-- begin GIVEN RECORDS --

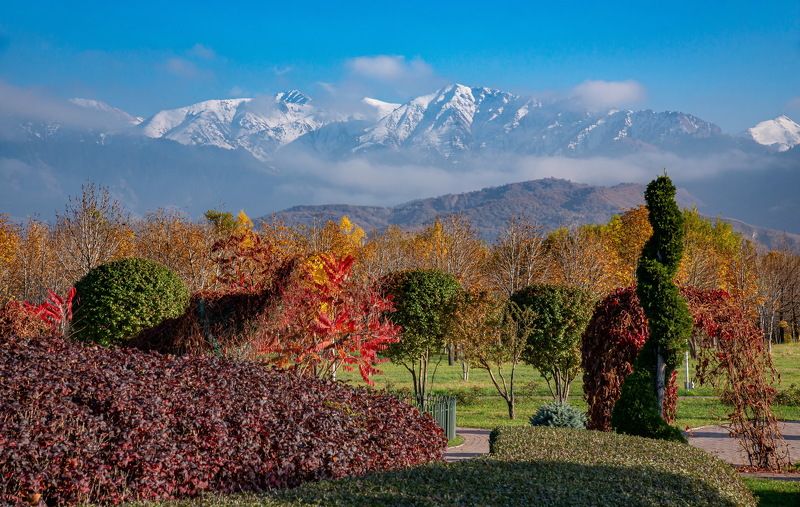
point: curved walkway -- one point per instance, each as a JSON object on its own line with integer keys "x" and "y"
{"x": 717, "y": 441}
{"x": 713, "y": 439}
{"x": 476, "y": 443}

-- end GIVEN RECORDS --
-- begin GIVEN RECORDS --

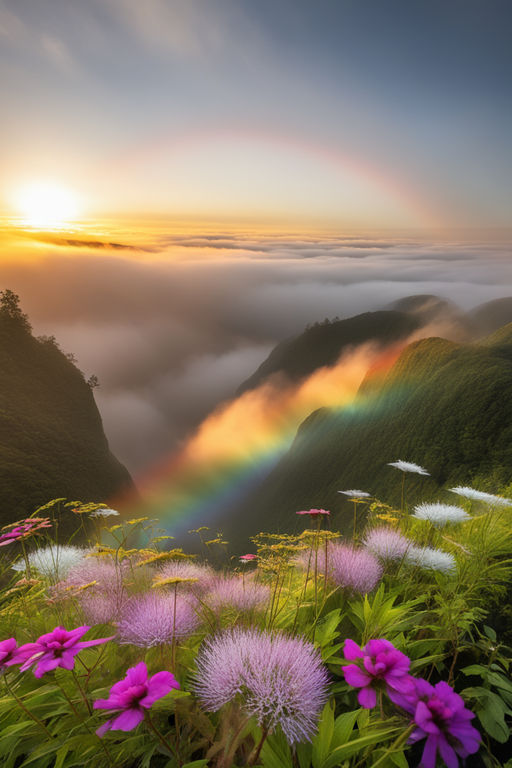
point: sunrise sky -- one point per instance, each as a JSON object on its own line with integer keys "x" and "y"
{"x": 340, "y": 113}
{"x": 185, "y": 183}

-- end GIVEN RECORDS --
-- begin GIVEN RECORDS --

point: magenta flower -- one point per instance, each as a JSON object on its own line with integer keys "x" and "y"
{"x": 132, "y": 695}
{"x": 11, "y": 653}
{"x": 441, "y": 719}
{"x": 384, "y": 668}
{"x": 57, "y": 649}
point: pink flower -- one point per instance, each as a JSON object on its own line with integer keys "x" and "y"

-- end GIVEN RECORDS --

GIVEN TASK: Tally the rows in the material above that contain the string "line", and reply with only the number.

FINAL RESULT: 4